_Consignes de travail_:
**1)** Répondez aux questions suivantes à partir de l'article sur l'autisme :
(a) Quel prix le Dr Andreas Frick vient-il de recevoir ?
(b) Selon Marion Leboyer, quelle part des personnes autistes présente des troubles sensoriels ?
(c) Outre ces troubles sensoriels, quels autres critères de détection l'article mentionne-t-il ?
**2)** Résumez l'article sur l'autisme en deux phrases.

_Texte source_:
◆ ◆ ◆ ◆ ◆ ◆ ◆

Autisme : un chercheur récompensé pour ses travaux sur les altérations sensorielles

Par Coralie Lemke le 04.12.2019 à 10h26

Le Dr Andreas Frick, directeur de recherche au Neurocentre Magendie de Bordeaux, vient d’être primé par le Prix Marcel Dassault pour ses travaux sur l’autisme.

Autisme

90% des personnes autistes présentent des troubles sensoriels.MARTIN BUREAU / AFP

Les gouttes d’eau qui tombent du robinet sur le lavabo, un motif de tapisserie aux couleurs criardes ou encore le contact d’un simple vêtement sur la peau. Tous ces éléments, qui semblent anodins, peuvent représenter une agression et être source d’un profond malêtre chez les personnes autistes. « Plus de 90% des personnes autistes présentent ces troubles sensoriels, qui peuvent se manifester de façon visuelle, auditive ou encore tactile« , explique Marion Leboyer, directrice de la fondation Fondamental, spécialisée dans les maladies mentales. En plus de ces troubles sensoriels, les autres critères de détection sont un déficit d’interaction sociale ainsi que des activités restreintes et répétitives.

◆ ◆ ◆ ◆ ◆ ◆ ◆

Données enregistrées
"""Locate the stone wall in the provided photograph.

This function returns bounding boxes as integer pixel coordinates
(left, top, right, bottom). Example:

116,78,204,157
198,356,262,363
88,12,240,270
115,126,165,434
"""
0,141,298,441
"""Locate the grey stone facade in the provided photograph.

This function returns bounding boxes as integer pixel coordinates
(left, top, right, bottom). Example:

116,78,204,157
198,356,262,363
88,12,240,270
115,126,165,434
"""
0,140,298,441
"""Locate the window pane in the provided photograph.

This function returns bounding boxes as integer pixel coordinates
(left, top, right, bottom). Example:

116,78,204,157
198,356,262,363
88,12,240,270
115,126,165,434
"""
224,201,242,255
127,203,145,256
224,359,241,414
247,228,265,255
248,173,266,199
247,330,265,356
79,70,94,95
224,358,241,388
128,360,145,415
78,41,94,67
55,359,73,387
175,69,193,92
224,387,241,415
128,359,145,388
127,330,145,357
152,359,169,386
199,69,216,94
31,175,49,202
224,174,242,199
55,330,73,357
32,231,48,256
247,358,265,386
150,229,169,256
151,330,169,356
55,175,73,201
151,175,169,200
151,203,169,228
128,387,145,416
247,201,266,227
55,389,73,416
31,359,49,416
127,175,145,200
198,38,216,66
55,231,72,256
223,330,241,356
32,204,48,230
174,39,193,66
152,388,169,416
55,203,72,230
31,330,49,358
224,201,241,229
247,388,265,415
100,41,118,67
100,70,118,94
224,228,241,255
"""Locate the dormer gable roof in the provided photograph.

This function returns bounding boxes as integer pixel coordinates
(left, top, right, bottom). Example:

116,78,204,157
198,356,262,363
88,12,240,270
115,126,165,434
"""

◆ ◆ ◆ ◆ ◆ ◆ ◆

_Corrigé de l'exercice_:
**1)**
(a) Le Prix Marcel Dassault.
(b) Plus de 90 % des personnes autistes.
(c) Un déficit d'interaction sociale ainsi que des activités restreintes et répétitives.

**2)** Le Dr Andreas Frick, directeur de recherche au Neurocentre Magendie de Bordeaux, a reçu le Prix Marcel Dassault pour ses travaux sur l'autisme. Plus de 90 % des personnes autistes présentent des troubles sensoriels visuels, auditifs ou tactiles, qui peuvent rendre agressants des éléments anodins et s'ajoutent au déficit d'interaction sociale et aux activités restreintes et répétitives parmi les critères de détection.